Document excerpt:
That’s a progressive sexual politics?


Comment is Free has a supremely stupid piece saying that it ought to be fine to make “a direct, unambiguous sexual advance” to a total stranger, and it’s a terrible thing that this pesky feminism shit is saying otherwise.

David Foster, the author of the supremely stupid piece, is worried that the Everyday Sexism project is making the world unfriendly for people who want to make direct sexual advances to strangers.

The campaign against everyday sexism has shown that a deeply unpleasant vein of misogyny still runs through our society. But in highlighting the antisocial, misguided behaviour of some unreconstructed individuals, it is important to be aware that such behaviour is not representative of most men’s attitudes. More worryingly, from the perspective of a progressive sexual politics there is a danger that the campaign is promulgating a view that any direct sexual advance is tantamount to harassment. If directly propositioning somebody for sex is automatically condemned as misogynist, as the campaign appears to assert, then the movement risks being highly counterproductive to the feminist cause and playing into the hands of the sexually repressive, patriarchal ideology that feminism strives to counter.

One of the ways the piece is supremely stupid is that he doesn’t spell out what he means by “directly propositioning somebody for sex” until near the end. That’s supremely stupid because it makes a difference, obviously. Who is “somebody”? Is it somebody you’ve been flirting with for an hour? Or is it somebody approaching you on the sidewalk, whom you’ve never seen before? It makes a difference. Toward the end he clarifies that he means the second. He’s speaking up for the endangered right to ask a stranger for sex.

Most of the behaviour reported to Laura Bates’s Everyday Sexism project does indeed sound reprehensible, but by lumping together sexual assaults and genuinely threatening behaviour with casual propositions, the campaign risks conflating deplorable and even criminal acts with sexually liberated expression. More to the point, there is a risk of comparing offensive and clumsy sexual remarks with respectful, courteous sexual advances.

A respectful, courteous sexual advance from a complete stranger in a public place is an oxymoron. Going up to a woman you don’t know and asking her very nicely if she wants to fuck you is not respectful and courteous.

Foster draws the line in the wrong place. It’s not sexual assault and genuinely threatening behaviour on the one hand and all courteous, respectful, direct, unambiguous sexual advances on the other. That’s not where the line goes. Yes, I understand why a lot of men would like it to, but the whole issue here is the notion that their desire to make direct sexual advances whenever they want to should not trump other people’s desire not to be the object of direct sexual advances at all times and places.

Feminists quite rightly espouse that both women and men should have the right to pursue sexual pleasure purely for its own sake, outside of a monogamous relationship, and independent of the patriarchal strictures of consumer capitalism. As such, there is nothing inherently sexist, or threatening or harassing, about making a direct, unambiguous sexual advance to another person. We are conditioned to find such propositions taboo because an expression of straightforward, unencumbered desire transgresses prevailing ideology.

Recorded information:
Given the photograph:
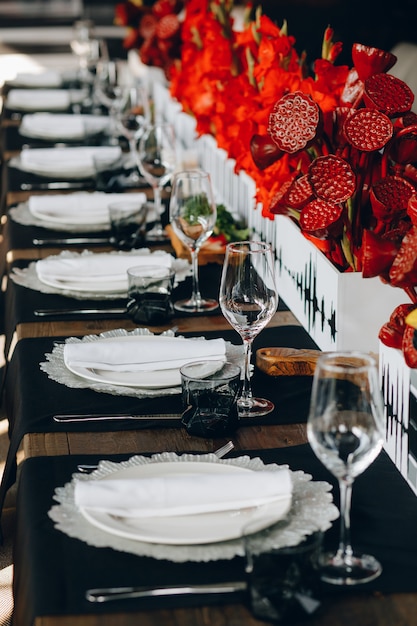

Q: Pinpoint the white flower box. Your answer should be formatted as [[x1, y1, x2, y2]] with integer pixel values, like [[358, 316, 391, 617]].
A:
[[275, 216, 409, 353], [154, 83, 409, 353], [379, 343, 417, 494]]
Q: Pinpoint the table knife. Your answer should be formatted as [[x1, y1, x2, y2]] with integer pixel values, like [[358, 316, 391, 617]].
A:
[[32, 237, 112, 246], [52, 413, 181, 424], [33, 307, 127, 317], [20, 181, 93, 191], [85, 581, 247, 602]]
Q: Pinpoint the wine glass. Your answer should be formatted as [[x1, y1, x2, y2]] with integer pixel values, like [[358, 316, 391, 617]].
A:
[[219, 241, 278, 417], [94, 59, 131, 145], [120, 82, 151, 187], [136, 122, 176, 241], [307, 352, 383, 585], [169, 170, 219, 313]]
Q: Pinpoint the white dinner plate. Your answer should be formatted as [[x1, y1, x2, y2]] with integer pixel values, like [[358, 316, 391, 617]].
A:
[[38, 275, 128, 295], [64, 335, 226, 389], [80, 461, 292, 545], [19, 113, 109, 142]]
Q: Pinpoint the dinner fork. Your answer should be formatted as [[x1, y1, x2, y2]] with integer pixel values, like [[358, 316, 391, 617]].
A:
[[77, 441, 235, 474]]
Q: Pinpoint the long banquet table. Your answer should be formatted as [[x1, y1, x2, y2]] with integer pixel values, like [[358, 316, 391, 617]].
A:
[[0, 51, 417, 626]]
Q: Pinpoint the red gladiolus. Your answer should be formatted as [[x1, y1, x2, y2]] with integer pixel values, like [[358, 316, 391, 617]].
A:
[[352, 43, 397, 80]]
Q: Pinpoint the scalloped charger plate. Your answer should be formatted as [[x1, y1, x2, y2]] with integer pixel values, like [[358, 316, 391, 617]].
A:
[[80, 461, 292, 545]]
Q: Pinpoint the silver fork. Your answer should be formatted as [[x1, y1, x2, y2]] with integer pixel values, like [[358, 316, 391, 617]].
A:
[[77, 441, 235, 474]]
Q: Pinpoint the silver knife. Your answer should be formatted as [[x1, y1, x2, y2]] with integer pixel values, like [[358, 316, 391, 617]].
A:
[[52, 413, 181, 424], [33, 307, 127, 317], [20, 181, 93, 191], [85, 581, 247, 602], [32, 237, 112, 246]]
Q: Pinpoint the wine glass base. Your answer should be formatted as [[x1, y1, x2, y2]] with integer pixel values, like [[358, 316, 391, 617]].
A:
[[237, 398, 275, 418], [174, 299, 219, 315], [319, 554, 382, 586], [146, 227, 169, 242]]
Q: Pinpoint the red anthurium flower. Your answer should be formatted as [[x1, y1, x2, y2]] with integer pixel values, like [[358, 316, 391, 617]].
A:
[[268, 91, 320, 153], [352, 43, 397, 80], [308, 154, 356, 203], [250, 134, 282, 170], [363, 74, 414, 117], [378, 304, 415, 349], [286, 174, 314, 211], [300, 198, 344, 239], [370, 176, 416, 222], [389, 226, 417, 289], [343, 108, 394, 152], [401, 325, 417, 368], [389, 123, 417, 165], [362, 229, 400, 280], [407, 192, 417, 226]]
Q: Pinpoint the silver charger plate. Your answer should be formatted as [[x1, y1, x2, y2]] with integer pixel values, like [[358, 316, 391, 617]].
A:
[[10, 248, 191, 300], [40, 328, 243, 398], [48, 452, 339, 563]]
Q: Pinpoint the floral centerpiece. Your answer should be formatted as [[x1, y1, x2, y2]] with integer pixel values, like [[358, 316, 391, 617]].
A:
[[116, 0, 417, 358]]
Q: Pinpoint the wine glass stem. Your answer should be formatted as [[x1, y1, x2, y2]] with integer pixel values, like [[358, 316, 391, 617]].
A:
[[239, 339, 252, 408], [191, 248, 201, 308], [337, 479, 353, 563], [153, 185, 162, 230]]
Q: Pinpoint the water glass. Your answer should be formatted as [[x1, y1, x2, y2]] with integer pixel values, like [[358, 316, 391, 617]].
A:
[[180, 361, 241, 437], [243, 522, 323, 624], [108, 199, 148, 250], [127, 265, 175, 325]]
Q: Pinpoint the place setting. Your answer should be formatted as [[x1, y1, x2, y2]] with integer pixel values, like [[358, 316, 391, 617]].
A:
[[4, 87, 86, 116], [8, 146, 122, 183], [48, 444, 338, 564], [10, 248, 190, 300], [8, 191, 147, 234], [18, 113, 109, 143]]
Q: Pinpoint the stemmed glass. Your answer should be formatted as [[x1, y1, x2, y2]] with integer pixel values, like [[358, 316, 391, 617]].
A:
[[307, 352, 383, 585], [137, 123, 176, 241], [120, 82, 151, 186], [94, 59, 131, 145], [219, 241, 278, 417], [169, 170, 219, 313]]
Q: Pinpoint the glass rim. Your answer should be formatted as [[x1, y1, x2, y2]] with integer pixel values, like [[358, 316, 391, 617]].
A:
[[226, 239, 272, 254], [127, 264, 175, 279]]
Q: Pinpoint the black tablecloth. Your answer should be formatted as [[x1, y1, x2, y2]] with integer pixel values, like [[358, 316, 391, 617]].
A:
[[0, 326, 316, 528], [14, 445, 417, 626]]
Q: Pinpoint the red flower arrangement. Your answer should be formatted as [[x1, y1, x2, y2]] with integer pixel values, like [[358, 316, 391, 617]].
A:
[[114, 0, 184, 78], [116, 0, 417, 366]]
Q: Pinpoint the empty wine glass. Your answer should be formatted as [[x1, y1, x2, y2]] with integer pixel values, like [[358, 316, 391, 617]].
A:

What is expected:
Write out the passage of the commentary on direct sexual advances above, from "A respectful, courteous" to "times and places.".

Response to this exercise:
A respectful, courteous sexual advance from a complete stranger in a public place is an oxymoron. Going up to a woman you don’t know and asking her very nicely if she wants to fuck you is not respectful and courteous.

Foster draws the line in the wrong place. It’s not sexual assault and genuinely threatening behaviour on the one hand and all courteous, respectful, direct, unambiguous sexual advances on the other. That’s not where the line goes. Yes, I understand why a lot of men would like it to, but the whole issue here is the notion that their desire to make direct sexual advances whenever they want to should not trump other people’s desire not to be the object of direct sexual advances at all times and places.